■ **Objective 1**:
Quote the part of the judgment that opens with the words containing "2. THE ESTATE" and closes with "Siri Jagan, J.".

High Court Kerala High Court

Kondanath Beeran Haji vs The Thirurangady Grama Panchayat on 28 October, 2008

Kerala High Court
Kondanath Beeran Haji vs The Thirurangady Grama Panchayat on 28 October, 2008
       

  

  

 
 
  IN THE HIGH COURT OF KERALA AT ERNAKULAM

WP(C).No. 23802 of 2008(H)


1. KONDANATH BEERAN HAJI
                      ...  Petitioner

                        Vs



1. THE THIRURANGADY GRAMA PANCHAYAT
                       ...       Respondent

2. THE ESTATE OFFICER

3. THE DISTRICT COLLECTOR

                For Petitioner  :SRI.MILLU DANDAPANI

                For Respondent  :SRI.T.SETHUMADHAVAN

The Hon'ble MR. Justice S.SIRI JAGAN

 Dated :28/10/2008

 O R D E R
                              S. Siri Jagan, J.
               =-=-=-=-=-=-=-=--=-=-=-=-=-=-=-=-=-=
                       W. P (C) No. 23802 of 2008
               =-=-=-=-=-=-=-=-=--=-=-=-=-=-=-=-=-=
                 Dated this, the 28th October, 2008.

                             J U D G M E N T

The petitioner was a lessee of a shop room in a shopping

complex owned by the 1st respondent-Panchayat. On allegations of

making alterations in the shop room without prior permission of the

Panchayat, the Panchayat decided not to renew the lease after 31-3-

2007. On the ground that since the lease period has expired which

has not been renewed, the petitioners continued occupation of the

shop room is unauthorised, the estate officer of the Panchayat

initiated proceedings under the Kerala Buildings (Eviction of

Unauthorised Occupants) Act, 1968, which resulted in Ext. P6 order,

whereby the petitioner was directed to vacate the unauthorised

occupation and to put the Panchayat in vacant possession of the shop

room. The petitioner challenged Ext. P6 order before this Court,

which resulted in Ext. P7 judgment, whereby the petitioner was

directed to avail of alternate remedy by way of appeal before the

District Collector. The petitioner filed Ext. P8 appeal, which was

dismissed by the District Collector by Ext. P9 order. The petitioner is

challenging Exts.P 6 and P9 orders.

2. The contention of the petitioner is that the very non-renewal

of the lease itself is unsustainable in so far as although the petitioner

had originally constructed a pit, which is required for the business of

the petitioner in the shop room as per the directions of the Panchayat,

the same had been filled up and the shop room has been brought to its

original condition, and therefore the reason for non-renewal of lease

is no more in existence. Therefore, the petitioner submits that the

petitioner is entitled to have the lease extended and consequently

Exts.P 6 and P9 orders are liable to be set aside. The petitioner

therefore seeks the following reliefs:

“1. Call for the records leading to the case and issue a writ of

W.P.C. No. 23802/08 -: 2 :-

Certiorari or any other appropriate writ, order or direction to
quash Exhibit P4 order passed by the 2nd respondent and Exhibit
P9 order passed by the 3rd respondent;

2. Issue a writ of mandamus or any other appropriate writ,
order or direction directing the 1st respondent to produce the copy
of the lease Deed executed between the petitioner and the 1st
respondent to substantiate and appreciate the contentions of the
lease and also clause 2(4) of the lease;

3. Declare that the respondent 2 and 3 have no jurisdiction to
deal with the case of the petitioner treating the petitioner as an
unauthorized occupant coming within the purviews of the Kerala
Public Buildings (Eviction of Unauthorized Occupants) Act, 25 of
1968;

4. Issue a writ of mandamus or any other appropriate writ,
order or direction directing the 3rd respondent to pass fresh
speaking orders in the Exhibit P8 Appeal, if it is found that he is a
competent officer to deal with the appeal under the said Act.”

■ **Records to use**:

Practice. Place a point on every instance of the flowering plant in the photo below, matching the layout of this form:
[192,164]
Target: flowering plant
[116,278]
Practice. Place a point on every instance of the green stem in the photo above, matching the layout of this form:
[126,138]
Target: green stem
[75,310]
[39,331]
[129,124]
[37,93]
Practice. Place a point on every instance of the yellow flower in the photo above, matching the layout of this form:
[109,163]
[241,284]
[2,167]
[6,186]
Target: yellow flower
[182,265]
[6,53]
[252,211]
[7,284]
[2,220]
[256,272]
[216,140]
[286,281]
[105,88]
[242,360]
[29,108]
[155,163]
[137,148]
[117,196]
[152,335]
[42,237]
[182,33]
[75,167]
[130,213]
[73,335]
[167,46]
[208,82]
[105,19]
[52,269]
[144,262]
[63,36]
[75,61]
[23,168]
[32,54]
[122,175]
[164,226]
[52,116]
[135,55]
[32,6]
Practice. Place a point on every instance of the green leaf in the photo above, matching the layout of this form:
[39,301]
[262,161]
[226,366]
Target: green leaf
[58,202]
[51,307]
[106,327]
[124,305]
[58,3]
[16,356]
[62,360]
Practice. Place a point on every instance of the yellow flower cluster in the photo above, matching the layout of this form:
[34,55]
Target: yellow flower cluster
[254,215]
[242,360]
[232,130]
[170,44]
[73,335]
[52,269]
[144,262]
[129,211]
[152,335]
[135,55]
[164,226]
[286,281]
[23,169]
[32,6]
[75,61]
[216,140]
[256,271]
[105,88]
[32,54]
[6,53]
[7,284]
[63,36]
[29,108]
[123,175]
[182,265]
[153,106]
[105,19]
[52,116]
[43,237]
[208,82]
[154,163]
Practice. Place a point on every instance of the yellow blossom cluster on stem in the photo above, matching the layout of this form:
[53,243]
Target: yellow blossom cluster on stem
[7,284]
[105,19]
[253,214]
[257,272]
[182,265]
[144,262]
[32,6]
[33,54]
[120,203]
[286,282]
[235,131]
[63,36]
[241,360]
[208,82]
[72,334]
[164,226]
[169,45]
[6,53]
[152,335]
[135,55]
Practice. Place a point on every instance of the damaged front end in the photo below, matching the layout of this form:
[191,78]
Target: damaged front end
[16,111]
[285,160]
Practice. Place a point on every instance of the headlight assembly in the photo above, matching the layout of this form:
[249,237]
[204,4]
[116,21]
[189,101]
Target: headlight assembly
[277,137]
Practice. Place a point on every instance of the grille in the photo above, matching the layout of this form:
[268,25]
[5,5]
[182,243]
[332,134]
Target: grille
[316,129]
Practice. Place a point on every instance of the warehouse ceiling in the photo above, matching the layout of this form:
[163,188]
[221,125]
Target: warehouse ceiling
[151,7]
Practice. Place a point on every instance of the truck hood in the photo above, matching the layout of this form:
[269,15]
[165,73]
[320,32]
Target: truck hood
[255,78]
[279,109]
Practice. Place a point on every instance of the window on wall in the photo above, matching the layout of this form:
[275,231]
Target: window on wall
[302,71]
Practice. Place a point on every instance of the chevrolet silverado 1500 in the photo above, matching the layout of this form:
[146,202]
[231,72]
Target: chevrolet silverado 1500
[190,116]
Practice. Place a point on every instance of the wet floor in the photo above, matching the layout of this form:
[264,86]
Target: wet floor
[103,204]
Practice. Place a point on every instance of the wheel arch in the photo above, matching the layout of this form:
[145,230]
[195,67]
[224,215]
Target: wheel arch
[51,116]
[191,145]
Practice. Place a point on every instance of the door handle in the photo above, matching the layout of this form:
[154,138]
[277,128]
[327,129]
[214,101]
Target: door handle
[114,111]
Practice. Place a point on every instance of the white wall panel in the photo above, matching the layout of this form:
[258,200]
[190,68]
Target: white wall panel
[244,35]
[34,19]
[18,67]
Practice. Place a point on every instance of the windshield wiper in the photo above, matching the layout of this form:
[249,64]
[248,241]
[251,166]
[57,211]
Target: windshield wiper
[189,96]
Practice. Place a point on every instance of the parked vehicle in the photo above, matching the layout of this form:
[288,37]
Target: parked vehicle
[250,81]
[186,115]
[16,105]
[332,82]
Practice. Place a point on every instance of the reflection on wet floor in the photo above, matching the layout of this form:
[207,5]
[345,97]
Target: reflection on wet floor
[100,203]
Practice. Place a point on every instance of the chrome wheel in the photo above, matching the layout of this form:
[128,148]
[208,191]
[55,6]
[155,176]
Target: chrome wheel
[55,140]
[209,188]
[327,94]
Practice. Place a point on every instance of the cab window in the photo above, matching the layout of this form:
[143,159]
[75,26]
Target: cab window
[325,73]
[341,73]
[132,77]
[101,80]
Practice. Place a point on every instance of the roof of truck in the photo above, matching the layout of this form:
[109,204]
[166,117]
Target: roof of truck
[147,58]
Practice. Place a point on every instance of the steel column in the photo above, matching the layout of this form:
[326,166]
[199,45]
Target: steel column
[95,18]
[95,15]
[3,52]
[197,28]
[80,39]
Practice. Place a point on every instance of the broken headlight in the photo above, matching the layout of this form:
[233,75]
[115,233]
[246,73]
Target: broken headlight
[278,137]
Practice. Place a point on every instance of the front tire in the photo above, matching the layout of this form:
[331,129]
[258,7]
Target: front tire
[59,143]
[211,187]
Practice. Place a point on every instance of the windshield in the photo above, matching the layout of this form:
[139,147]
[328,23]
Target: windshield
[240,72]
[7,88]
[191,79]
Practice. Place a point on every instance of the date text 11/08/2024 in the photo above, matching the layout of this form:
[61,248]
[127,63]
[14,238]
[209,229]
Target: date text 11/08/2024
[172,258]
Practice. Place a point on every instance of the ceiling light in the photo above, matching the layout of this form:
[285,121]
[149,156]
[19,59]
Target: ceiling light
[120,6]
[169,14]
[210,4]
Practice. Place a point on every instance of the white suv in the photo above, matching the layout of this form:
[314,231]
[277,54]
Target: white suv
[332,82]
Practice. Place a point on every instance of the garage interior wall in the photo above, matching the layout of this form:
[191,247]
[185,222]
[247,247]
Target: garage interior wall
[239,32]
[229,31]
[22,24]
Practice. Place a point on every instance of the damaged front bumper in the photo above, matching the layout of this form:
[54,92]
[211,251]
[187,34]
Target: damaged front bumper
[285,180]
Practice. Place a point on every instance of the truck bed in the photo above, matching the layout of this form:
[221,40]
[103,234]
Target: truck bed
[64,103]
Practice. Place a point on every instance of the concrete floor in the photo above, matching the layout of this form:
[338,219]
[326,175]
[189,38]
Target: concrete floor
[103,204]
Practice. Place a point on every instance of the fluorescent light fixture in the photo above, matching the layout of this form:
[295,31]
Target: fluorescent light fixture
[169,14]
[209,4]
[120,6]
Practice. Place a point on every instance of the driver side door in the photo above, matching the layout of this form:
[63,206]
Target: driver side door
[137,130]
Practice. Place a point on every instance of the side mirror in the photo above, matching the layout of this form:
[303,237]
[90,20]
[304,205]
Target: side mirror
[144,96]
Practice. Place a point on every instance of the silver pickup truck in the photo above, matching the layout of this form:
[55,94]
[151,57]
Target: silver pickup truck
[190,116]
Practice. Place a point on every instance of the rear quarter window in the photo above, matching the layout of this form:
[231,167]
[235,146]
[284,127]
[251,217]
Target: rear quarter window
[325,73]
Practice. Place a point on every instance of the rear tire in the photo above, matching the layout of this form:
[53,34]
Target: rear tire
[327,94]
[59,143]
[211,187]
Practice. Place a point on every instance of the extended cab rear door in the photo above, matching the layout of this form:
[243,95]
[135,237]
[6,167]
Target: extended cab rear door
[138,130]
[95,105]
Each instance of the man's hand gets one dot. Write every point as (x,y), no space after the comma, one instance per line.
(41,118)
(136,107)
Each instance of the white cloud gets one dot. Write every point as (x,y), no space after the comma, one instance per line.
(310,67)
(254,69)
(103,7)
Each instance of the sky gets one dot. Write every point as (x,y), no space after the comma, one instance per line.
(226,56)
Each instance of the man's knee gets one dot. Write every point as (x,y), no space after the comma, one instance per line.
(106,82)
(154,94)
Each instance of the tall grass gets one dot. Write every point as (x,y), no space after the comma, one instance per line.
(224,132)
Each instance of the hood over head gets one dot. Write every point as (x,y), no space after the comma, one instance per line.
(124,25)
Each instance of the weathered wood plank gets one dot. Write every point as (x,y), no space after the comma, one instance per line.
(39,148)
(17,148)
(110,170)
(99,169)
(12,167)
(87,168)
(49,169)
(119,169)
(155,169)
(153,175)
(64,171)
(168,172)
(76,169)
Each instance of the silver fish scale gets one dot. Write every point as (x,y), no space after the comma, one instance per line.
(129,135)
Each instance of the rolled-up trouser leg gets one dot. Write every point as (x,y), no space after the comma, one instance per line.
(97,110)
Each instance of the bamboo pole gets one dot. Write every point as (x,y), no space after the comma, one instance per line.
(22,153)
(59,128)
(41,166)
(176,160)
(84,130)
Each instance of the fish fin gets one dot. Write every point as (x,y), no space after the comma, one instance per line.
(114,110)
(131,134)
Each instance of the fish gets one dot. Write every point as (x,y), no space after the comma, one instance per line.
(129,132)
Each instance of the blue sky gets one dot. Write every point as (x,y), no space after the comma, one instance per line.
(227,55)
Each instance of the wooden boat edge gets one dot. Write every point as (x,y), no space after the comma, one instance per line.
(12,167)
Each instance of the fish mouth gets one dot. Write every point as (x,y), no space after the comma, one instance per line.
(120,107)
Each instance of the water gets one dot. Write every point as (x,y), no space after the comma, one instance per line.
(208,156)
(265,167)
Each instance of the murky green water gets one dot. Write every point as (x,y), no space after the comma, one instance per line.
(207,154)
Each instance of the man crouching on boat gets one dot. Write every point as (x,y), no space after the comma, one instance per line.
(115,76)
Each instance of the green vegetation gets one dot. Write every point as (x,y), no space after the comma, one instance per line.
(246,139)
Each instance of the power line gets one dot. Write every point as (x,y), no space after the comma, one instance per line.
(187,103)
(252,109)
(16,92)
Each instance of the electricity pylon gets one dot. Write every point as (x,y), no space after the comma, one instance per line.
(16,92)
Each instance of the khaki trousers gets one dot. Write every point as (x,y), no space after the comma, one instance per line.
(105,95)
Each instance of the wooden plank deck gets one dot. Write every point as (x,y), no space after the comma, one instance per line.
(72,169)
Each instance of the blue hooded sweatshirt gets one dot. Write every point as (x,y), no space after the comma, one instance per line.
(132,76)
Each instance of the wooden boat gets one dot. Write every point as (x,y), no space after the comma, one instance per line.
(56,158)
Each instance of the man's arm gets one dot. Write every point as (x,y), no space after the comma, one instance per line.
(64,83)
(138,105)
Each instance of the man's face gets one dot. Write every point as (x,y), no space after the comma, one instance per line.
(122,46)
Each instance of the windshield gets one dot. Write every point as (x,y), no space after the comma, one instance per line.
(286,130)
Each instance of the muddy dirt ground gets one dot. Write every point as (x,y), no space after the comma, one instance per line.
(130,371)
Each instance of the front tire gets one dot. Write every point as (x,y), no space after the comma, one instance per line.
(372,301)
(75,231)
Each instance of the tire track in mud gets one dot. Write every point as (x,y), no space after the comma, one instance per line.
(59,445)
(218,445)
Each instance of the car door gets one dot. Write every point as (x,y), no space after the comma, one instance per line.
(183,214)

■ **Objective 2**:
Reproduce the stretch of the listing that opens with the line containing "Each instance of the tire" and closes at the end of the listing, both ends included, with every request line unchanged. Multiply each coordinate in the answers by 2.25 and round to whole numbers, with halves rounded up.

■ **Response 1**:
2. THE ESTATE OFFICER

3. THE DISTRICT COLLECTOR

                For Petitioner  :SRI.MILLU DANDAPANI

                For Respondent  :SRI.T.SETHUMADHAVAN

The Hon'ble MR. Justice S.SIRI JAGAN

 Dated :28/10/2008

 O R D E R
                              S. Siri Jagan, J.

■ **Response 2**:
Each instance of the tire track in mud gets one dot. Write every point as (x,y), no space after the comma, one instance per line.
(133,1001)
(491,1001)
Each instance of the car door gets one dot. Write every point as (x,y), no space after the comma, one instance per line.
(412,482)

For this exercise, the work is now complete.